- **Istruzioni operative**
Sostituisca "roadside curb" con "street curb" in tutti i dati e li riporti senza alcun'altra modifica, omettendo le immagini.

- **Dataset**
= = = = =
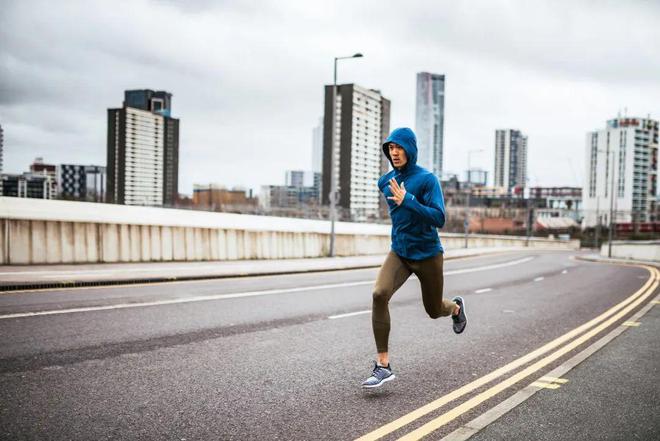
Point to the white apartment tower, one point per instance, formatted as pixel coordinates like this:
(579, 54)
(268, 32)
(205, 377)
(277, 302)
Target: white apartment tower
(510, 159)
(625, 155)
(362, 122)
(143, 150)
(429, 121)
(317, 147)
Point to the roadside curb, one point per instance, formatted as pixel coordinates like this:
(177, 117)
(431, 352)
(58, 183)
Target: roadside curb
(480, 423)
(14, 287)
(599, 259)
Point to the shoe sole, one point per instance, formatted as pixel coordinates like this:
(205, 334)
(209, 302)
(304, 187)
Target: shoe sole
(385, 380)
(464, 315)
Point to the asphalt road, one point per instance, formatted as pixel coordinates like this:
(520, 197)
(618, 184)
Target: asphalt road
(261, 358)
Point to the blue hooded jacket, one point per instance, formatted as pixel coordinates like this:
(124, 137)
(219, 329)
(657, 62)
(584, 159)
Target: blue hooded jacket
(414, 222)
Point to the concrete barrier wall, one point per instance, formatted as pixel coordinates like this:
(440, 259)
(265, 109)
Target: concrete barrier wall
(41, 231)
(634, 250)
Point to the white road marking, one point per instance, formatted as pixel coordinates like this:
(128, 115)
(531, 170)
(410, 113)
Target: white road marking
(350, 314)
(484, 268)
(237, 295)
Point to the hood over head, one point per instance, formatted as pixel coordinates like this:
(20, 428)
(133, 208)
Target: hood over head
(405, 137)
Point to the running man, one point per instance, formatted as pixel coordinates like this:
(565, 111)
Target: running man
(417, 208)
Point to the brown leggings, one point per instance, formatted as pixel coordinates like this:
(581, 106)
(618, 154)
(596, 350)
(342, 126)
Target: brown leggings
(394, 272)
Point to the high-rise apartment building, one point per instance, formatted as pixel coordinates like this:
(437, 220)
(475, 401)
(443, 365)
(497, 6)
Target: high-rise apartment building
(623, 155)
(40, 182)
(510, 159)
(317, 147)
(81, 182)
(429, 121)
(143, 150)
(362, 122)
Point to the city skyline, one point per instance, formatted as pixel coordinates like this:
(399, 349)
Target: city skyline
(553, 86)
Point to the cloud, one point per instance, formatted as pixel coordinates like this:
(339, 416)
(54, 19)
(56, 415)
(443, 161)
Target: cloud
(248, 78)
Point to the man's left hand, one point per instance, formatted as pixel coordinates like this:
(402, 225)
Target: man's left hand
(398, 192)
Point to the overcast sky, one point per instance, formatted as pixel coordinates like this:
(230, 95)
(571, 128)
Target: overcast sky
(247, 77)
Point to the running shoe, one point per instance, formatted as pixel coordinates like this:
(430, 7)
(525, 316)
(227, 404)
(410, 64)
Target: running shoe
(460, 320)
(379, 376)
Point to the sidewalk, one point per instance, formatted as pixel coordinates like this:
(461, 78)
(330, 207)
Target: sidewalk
(613, 394)
(67, 276)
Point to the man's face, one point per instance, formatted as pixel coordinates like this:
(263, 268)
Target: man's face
(398, 155)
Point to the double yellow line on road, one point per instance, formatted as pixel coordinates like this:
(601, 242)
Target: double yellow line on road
(598, 324)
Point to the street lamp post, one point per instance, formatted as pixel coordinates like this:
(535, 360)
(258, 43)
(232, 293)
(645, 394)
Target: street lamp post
(466, 223)
(611, 220)
(332, 195)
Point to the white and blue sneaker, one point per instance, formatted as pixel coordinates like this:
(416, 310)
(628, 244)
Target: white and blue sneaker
(379, 376)
(460, 320)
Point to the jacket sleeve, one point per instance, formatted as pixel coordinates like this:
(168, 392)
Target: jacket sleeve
= = = = =
- **Risultato richiesto**
Point to the white apartment tower, one point per instance, formatted as pixel coordinates like this:
(579, 54)
(268, 32)
(205, 377)
(277, 302)
Target: white apartment tower
(510, 159)
(625, 155)
(362, 122)
(143, 150)
(429, 121)
(317, 147)
Point to the street curb, one point per instance, formatted as pixel coordinates like this:
(177, 117)
(431, 352)
(58, 183)
Target: street curb
(480, 423)
(14, 287)
(599, 259)
Point to the shoe sole, one point per instance, formatted as pixel coordinates like this:
(205, 334)
(209, 302)
(304, 187)
Target: shoe sole
(385, 380)
(464, 315)
Point to the asphalt road, one point per instance, formatted as pixel coordinates like this:
(520, 197)
(618, 184)
Target: asphalt road
(261, 358)
Point to the blue hooded jacket, one point per instance, formatted as pixel coordinates like this:
(124, 137)
(219, 329)
(657, 62)
(584, 159)
Target: blue hooded jacket
(414, 222)
Point to the concrete barrier wall, one point per instance, formatted as pixel coordinates like this:
(440, 259)
(265, 109)
Target: concrete barrier wall
(41, 231)
(634, 250)
Point to the white road marking, one point per instance, formatted as pixel coordinates like this:
(128, 115)
(531, 170)
(410, 113)
Target: white road marking
(350, 314)
(484, 268)
(237, 295)
Point to the hood over head, one point per instance, formatted as pixel coordinates like this:
(20, 428)
(133, 208)
Target: hood over head
(405, 137)
Point to the running man, one point per instance, formatted as pixel coordinates like this:
(565, 111)
Target: running man
(417, 208)
Point to the brown leggings, one point per instance, formatted as pixel coordinates like this:
(581, 106)
(618, 154)
(596, 350)
(342, 126)
Target: brown leggings
(394, 272)
Point to the high-rise apartment building, one point per instance, formatted as pixel coordinates like this:
(437, 220)
(475, 401)
(443, 365)
(497, 6)
Target: high-rise apartment building
(623, 155)
(40, 182)
(510, 159)
(317, 147)
(81, 182)
(429, 121)
(143, 150)
(362, 122)
Point to the city skyline, one point per instance, formatted as pixel coordinates like this:
(399, 349)
Target: city skyline
(553, 86)
Point to the cloud, one point per instance, formatted as pixel coordinates like this:
(339, 416)
(54, 19)
(56, 415)
(443, 161)
Target: cloud
(248, 78)
Point to the man's left hand, one point per instance, formatted as pixel coordinates like this:
(402, 225)
Target: man's left hand
(398, 192)
Point to the overcast sky, one point per instance, formatted as pixel coordinates like this:
(230, 95)
(571, 128)
Target: overcast sky
(247, 77)
Point to the running shoe, one point per instance, formatted as pixel coordinates like this:
(430, 7)
(525, 316)
(227, 404)
(410, 64)
Target: running shoe
(460, 320)
(379, 376)
Point to the sidewalk, one point per instance, formatted as pixel coordinates like this:
(461, 78)
(330, 207)
Target: sidewalk
(613, 394)
(67, 276)
Point to the man's face, one point per instance, formatted as pixel coordinates like this:
(263, 268)
Target: man's face
(398, 155)
Point to the double yellow line on road, one point per instance, formatted as pixel coordinates like this:
(601, 242)
Target: double yellow line on road
(598, 324)
Point to the street lamp post, one point per instance, formatted as pixel coordinates like this:
(535, 360)
(258, 43)
(232, 293)
(645, 394)
Target: street lamp post
(466, 223)
(611, 220)
(332, 195)
Point to the white and blue sneaker, one point per instance, formatted as pixel coordinates like this:
(416, 310)
(628, 244)
Target: white and blue sneaker
(379, 376)
(460, 320)
Point to the jacket sleeve, one point per instance, formatted as pixel coordinates like this:
(168, 392)
Target: jacket sleeve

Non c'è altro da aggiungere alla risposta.